Exercise prompt: Begin at the first line of the rows and stop after the line that contains "[252,199,305,221]". Write out every line in that span, text lines included, shifting each bounding box coordinate up by 50 and leaving the pictures out.

============

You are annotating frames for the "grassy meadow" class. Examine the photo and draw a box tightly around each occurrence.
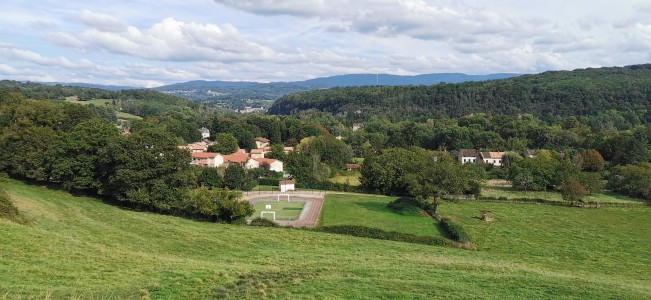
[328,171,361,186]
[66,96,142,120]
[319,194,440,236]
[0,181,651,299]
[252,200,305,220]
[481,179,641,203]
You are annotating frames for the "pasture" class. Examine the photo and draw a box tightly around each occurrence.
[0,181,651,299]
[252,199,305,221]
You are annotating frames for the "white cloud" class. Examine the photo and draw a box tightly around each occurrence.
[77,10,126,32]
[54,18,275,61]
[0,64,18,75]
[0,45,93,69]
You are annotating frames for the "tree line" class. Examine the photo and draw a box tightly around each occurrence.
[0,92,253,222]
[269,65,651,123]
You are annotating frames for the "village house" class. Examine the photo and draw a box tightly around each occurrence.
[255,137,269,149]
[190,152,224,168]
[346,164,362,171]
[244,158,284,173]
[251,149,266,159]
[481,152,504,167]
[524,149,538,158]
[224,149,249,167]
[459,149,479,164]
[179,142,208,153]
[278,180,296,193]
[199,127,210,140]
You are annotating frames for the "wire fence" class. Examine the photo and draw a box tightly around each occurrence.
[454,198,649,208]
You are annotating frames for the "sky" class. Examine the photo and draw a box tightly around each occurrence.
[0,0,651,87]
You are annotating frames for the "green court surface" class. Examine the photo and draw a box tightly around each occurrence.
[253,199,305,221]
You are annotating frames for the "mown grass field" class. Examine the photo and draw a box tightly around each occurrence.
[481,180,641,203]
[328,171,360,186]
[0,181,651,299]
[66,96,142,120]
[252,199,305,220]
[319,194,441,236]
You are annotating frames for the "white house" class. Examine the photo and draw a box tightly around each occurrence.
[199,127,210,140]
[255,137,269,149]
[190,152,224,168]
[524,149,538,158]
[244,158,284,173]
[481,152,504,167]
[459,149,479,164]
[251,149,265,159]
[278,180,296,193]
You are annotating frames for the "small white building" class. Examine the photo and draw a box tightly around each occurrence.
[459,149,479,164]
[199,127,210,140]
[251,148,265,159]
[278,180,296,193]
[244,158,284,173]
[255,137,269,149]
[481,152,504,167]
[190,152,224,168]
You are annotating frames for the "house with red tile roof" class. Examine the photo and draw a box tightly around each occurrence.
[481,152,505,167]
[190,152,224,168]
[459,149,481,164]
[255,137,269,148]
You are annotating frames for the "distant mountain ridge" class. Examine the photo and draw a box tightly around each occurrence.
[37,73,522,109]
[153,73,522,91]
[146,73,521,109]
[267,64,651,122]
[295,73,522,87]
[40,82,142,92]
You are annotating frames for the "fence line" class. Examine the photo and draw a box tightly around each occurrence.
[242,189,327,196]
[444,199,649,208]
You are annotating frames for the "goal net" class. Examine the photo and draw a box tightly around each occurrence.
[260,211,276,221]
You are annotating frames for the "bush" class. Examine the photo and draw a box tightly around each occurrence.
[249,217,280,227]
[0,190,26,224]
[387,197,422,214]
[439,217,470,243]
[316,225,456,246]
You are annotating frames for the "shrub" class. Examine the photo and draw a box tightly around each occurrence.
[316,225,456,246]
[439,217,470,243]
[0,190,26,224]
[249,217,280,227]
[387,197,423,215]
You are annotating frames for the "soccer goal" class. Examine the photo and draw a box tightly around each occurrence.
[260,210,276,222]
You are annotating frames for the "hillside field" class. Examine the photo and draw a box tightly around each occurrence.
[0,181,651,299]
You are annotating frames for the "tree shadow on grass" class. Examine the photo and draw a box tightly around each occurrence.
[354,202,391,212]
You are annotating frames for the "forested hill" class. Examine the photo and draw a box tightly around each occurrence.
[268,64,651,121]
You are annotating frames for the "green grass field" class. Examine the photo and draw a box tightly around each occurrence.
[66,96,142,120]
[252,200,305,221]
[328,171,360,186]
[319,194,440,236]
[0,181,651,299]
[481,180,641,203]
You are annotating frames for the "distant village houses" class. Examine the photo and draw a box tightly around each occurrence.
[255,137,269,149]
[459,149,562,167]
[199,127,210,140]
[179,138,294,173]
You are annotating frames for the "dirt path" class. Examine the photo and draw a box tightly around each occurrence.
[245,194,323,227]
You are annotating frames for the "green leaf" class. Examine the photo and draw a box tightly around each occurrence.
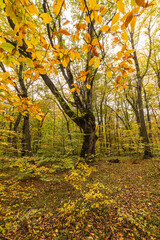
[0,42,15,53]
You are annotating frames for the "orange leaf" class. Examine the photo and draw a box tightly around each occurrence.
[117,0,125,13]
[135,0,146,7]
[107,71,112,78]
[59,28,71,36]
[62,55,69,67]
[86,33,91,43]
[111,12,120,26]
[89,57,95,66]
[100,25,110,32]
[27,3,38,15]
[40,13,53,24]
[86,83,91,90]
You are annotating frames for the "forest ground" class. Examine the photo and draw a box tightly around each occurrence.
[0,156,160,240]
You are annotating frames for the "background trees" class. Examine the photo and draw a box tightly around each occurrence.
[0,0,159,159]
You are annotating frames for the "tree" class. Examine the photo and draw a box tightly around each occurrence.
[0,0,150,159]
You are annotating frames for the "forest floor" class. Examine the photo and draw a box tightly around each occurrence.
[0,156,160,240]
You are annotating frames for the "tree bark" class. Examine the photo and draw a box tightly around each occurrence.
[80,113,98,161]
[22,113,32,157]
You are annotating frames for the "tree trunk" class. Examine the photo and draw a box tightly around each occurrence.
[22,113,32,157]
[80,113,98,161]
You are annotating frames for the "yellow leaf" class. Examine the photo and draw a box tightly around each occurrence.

============

Complete response:
You are annotating frames for the "grassy meadow" class. Examine the photo and draw a box tightly around each occurrence.
[378,221,411,236]
[116,146,192,170]
[369,244,490,286]
[50,231,701,349]
[302,250,355,270]
[531,229,691,253]
You are annotating frames for the "pasture" class. Examine the photo and draw a box tightly around each occurrence.
[50,231,701,349]
[302,249,355,271]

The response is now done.